### THE PROBLEM:
Identify every line in the items below that contains the string "building", and copy each such line out in full. Matching is case-sensitive.

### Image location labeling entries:

....................

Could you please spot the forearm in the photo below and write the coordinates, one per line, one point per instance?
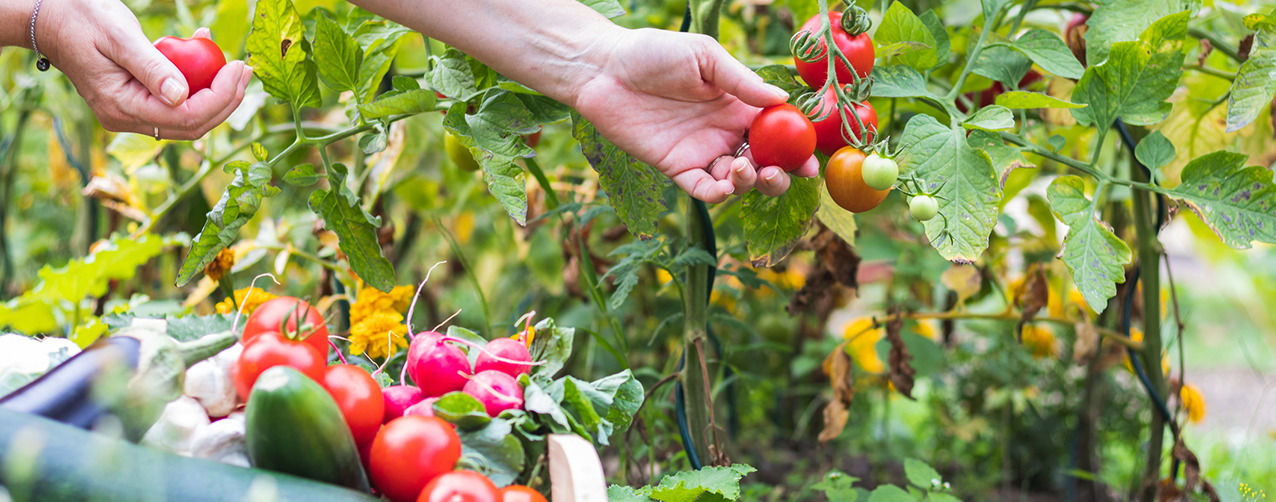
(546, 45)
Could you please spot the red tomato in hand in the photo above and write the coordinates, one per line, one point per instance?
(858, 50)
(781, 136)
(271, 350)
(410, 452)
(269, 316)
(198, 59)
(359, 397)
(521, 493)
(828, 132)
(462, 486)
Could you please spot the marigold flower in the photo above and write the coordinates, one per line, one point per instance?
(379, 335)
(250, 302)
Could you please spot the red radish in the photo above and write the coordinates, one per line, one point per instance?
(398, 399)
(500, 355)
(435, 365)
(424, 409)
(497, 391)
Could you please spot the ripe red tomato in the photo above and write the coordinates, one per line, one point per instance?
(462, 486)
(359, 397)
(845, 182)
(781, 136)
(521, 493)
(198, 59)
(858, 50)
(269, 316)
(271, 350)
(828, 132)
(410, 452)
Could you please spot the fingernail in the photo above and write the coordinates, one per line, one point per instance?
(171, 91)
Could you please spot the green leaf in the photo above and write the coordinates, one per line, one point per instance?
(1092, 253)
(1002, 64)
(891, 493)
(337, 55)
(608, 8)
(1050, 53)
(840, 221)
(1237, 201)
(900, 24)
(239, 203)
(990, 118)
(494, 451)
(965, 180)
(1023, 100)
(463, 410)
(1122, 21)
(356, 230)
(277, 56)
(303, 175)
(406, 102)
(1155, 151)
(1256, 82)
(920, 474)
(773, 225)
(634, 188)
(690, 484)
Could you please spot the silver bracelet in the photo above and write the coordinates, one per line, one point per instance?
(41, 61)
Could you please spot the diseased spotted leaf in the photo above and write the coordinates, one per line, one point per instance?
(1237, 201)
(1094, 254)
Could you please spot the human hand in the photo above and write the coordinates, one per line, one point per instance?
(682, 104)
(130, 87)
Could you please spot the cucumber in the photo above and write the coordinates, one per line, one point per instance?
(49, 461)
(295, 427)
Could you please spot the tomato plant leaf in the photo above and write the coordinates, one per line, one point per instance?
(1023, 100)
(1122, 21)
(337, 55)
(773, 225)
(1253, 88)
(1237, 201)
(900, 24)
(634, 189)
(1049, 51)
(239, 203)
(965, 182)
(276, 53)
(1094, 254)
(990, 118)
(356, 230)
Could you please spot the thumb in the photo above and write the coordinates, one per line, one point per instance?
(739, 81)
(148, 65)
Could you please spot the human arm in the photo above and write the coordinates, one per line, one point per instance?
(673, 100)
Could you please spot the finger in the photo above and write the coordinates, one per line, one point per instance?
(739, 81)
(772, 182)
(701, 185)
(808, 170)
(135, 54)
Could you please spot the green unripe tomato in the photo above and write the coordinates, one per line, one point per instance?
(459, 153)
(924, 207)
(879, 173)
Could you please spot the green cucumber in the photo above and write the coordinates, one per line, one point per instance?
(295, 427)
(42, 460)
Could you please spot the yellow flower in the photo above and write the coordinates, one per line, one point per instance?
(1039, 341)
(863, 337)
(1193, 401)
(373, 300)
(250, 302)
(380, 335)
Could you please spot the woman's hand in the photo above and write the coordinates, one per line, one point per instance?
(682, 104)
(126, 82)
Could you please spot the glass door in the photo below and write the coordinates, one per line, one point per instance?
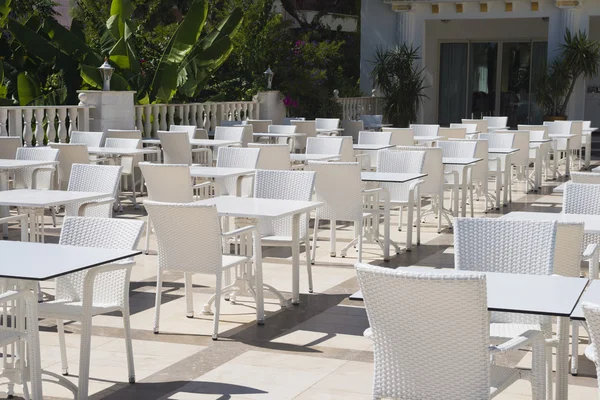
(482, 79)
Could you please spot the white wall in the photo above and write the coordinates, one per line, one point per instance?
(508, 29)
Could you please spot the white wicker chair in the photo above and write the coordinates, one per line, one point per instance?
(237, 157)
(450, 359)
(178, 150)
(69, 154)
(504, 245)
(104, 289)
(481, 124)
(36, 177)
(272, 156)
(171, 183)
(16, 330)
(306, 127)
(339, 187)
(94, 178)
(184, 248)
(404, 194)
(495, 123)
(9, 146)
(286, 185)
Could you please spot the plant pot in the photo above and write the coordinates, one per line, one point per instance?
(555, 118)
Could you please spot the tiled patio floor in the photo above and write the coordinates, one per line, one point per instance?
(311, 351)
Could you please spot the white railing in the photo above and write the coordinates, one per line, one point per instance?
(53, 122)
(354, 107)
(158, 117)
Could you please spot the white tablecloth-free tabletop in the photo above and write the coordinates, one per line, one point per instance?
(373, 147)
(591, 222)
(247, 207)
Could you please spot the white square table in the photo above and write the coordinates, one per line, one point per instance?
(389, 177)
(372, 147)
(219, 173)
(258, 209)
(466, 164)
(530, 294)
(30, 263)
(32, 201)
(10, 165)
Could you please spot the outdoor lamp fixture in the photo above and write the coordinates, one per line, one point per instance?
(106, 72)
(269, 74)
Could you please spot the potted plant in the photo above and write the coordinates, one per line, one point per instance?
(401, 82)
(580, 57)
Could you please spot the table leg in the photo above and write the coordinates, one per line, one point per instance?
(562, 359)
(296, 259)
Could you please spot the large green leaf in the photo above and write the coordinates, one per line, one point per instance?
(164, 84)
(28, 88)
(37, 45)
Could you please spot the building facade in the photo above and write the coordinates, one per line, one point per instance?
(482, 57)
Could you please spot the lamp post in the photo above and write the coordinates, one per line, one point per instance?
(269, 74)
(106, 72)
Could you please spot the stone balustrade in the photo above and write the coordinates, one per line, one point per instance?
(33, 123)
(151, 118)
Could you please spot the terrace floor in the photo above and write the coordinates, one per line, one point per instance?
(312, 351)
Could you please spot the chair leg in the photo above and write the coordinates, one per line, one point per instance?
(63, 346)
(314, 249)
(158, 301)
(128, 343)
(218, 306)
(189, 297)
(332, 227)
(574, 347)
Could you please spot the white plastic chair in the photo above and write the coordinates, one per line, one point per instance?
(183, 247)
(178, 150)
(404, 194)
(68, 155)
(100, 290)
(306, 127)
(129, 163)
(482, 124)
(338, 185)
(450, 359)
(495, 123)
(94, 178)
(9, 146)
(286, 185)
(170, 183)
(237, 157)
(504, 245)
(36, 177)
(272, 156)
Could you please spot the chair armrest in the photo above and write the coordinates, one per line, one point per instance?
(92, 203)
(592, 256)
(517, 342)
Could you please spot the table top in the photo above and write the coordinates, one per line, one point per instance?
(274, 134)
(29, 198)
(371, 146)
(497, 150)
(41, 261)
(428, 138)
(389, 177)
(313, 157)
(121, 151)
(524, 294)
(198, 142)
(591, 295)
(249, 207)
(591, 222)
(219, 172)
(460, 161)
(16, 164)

....................

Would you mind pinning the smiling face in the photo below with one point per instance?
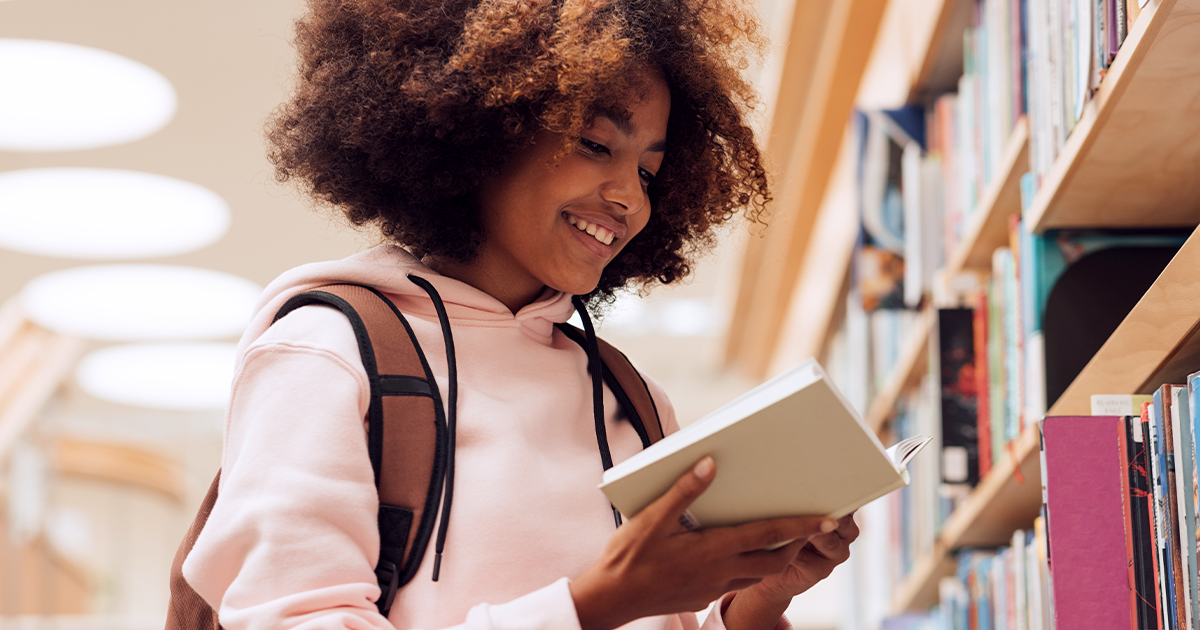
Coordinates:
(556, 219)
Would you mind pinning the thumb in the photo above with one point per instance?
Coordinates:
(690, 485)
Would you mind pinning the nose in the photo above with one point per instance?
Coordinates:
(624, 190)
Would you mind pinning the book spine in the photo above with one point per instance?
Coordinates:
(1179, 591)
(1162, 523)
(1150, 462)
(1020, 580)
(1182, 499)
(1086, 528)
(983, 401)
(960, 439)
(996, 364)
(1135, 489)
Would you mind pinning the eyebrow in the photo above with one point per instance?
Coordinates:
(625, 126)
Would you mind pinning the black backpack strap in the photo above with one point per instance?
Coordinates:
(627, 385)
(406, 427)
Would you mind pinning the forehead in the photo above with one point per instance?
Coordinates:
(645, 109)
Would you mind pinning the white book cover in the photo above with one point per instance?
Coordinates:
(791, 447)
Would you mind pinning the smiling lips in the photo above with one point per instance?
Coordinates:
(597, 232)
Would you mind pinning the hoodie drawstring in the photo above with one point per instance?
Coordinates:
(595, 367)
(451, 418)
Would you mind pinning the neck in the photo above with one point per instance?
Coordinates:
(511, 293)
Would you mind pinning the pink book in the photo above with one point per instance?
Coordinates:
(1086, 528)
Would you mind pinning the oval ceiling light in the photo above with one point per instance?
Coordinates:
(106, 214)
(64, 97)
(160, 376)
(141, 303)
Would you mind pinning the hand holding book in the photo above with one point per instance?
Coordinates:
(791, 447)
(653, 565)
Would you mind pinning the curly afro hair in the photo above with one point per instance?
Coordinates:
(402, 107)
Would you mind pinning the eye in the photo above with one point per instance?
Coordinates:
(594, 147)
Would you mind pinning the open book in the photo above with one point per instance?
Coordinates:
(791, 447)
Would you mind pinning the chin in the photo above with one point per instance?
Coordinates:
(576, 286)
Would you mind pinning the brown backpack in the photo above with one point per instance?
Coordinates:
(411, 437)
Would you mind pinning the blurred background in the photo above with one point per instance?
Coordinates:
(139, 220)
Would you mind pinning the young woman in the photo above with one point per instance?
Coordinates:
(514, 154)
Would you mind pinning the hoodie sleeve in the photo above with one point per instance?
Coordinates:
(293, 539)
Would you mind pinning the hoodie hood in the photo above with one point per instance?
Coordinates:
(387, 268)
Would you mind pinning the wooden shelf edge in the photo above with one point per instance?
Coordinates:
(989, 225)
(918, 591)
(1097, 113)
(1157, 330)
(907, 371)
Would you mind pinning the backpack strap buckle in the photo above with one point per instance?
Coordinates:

....................

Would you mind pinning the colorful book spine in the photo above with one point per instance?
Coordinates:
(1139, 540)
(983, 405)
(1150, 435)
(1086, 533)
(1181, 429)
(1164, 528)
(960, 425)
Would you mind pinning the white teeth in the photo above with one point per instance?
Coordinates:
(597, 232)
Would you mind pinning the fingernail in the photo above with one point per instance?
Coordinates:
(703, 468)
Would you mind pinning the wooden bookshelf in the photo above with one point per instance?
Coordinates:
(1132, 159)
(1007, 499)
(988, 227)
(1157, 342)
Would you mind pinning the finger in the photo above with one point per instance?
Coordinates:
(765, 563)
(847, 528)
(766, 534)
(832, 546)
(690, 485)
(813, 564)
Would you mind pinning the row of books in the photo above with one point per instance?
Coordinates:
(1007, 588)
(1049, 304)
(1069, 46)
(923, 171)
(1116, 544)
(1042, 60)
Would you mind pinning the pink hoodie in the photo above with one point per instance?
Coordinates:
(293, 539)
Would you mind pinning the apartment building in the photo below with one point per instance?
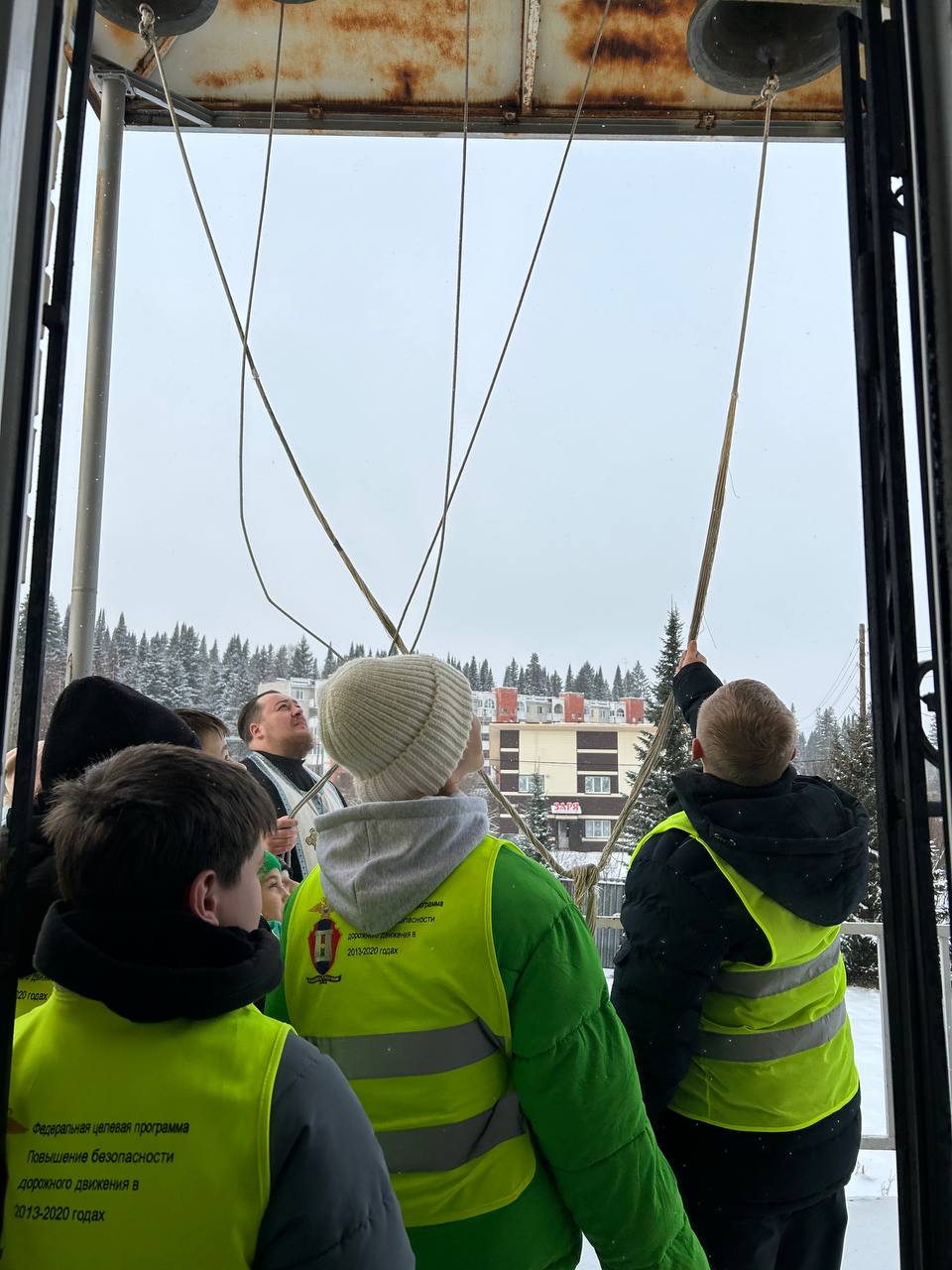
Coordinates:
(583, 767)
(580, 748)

....................

### TASK OUTPUT:
Could you please spot the building facade in the photo above and write the coordinates, one per line, one point per instance?
Would you mind pinning the apartment building in the photo below with one point per instance?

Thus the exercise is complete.